===== Document extract

Let me try to describe that a little better. You know how when you are chatting with someone on Facebook, and it says "Bill Smith is typing ..." And then: Nothing. Bill Smith was writing something, but for some reason, Bill Smith never hit send. Or Bill Smith was writing something for a very long time, and ultimately, all he said was "Yeah." What was Bill Smith originally typing, before he thought better of it? Why did Bill Smith inexplicably stop responding?

Unfriended captures these things perfectly. Most likely, Bill Smith got a phone call, or was distracted by something else he was reading on the web, or even had someone come up to him and start talking to him. There was nothing nefarious or mysterious about why Bill Smith started typing you a response and never sent it. But when you are dealing with an angry ghost, and it starts typing but doesn't send anything ... that's scary.

Then there's just the stark failure of technology to operate as designed. Why does this email that was sent by Laura have no option to forward? Why is the option to unfriend her on Facebook grayed out? A character in Unfriended says she has weird computer stuff happen to her all the time, and we all have that. But when you refresh the page or reopen the browser, it usually fixes whatever glitch was happening. These are unfixable glitches, and when the movie makes its regularly exquisite use of silence -- a choice that would seem to belie the loud and busy online environment of the modern teen -- it just makes these moments of basic functionality breakdown all the more disquieting.

In the end, Unfriended was actually about the worst movie I could have chosen to watch while carving a pumpkin, because so much of its information is conveyed visually. There's so much reading of emails and chats and instant messages that it was almost like choosing to carve a pumpkin while watching a film with subtitles. Then of course you also need to watch for flickers of disturbing imagery in the background of various web cams, or windows popping up in the background that are not completely visible, but contribute to our understanding of these characters and what's happening to them.

So I was less than halfway done with my jack-o-lantern at the end of Unfriended's 83 minutes, with almost all the detail work still to go. But other than my slow progress requiring me to stay up until well after midnight, I'll make that trade any day. A good movie is always worth the "inconvenience" of having to actually watch it.

In order to finish my work, I just threw on an episode of Survivor, and barely needed to look at the screen at all.

Tuesday, October 27, 2015

No more coffee jokes


I've seen lame sequels to animated movies before, but rarely have I seen an animated sequel with such a gap in quality between the first and second as the gap in quality between Cloudy with a Chance of Meatballs and Cloudy with a Chance of Meatballs 2.

I could go on at length about the tired predictability of the script, the perfunctory attempt to give all the returning characters meaningful arcs, and the queasily bright colored world of animals made of food that probably sounded a lot better on the page than it came out in reality. But today I want to focus on one of the primary indicators of the script's tired predictability: Its reliance on extremely played out coffee jokes.

This is not the first time I've noticed lazy caffeine jokes in the movies -- far from it. But it's the first time in a while I recall both varieties of lazy coffee jokes being used in the same movie.

Lame coffee joke #1: People who drink too much coffee become addicted to caffeine and start talking really quickly, usually with one eye twitching.

==========
===== Task material

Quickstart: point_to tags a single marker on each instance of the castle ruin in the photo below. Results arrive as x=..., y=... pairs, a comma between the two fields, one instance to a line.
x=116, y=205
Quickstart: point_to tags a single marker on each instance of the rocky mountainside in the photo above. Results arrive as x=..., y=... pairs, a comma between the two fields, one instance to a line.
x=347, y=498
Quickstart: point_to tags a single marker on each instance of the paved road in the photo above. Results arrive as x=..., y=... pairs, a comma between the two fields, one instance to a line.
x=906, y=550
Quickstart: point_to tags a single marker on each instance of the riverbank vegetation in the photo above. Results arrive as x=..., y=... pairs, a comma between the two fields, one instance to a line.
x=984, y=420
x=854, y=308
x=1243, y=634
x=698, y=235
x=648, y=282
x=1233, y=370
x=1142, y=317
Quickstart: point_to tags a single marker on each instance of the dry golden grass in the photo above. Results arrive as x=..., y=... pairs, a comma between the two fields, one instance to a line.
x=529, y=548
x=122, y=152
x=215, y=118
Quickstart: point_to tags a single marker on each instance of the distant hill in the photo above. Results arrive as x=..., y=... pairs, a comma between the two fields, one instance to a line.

==========

- Written task A:
Repeat the records from their first line through the line containing "x=116, y=205", including both of those lines.
- Written task B:
Pick up the movie blog post where it stops and carry it forward.

- Task answer A:
Quickstart: point_to tags a single marker on each instance of the castle ruin in the photo below. Results arrive as x=..., y=... pairs, a comma between the two fields, one instance to a line.
x=116, y=205

- Task answer B:
I suppose it's the age-appropriate version of the lazy joke seen in adult comedies, where a character accidentally ingests cocaine and then starts talking a mile a minute. (Most recently seen by me in the awful comedy Hot Pursuit.) Here, what happens is that the hero of the first movie, Flint Lockwood (voice of Bill Hader), gets poached by a tech genius (voiced by Will Forte) to come work at his amazing tech company in San Fran Jose (ha ha). Naturally, because the movie believes that tech geniuses rely on crutches like caffeine to make their minds work more quickly, Flint is given a latte even before he enters the building, and immediately starts to act amped up. He is then told "there are caffeine stations every ten feet" and is offered a "soy-free soy latte." (Hi-larrrrious!) He is further told that "caffeine patches are available 24 hours," and is joined by scientist with the aforementioned twitching eye who proceeds to slap a seventh caffeine patch on his face. After which he immediately falls over in some kind of convulsive caffeine overload.

Flint is not seen without a coffee for about the next 12 scenes.

Lame coffee joke #2: People customize coffee in really complicated ways.

It seems that certain writers find the Sally(of Harry and Sally)-esque way that people order coffee to be the height of cutting edge wit. It might have been ... when someone first wrote a joke about it back in 1998.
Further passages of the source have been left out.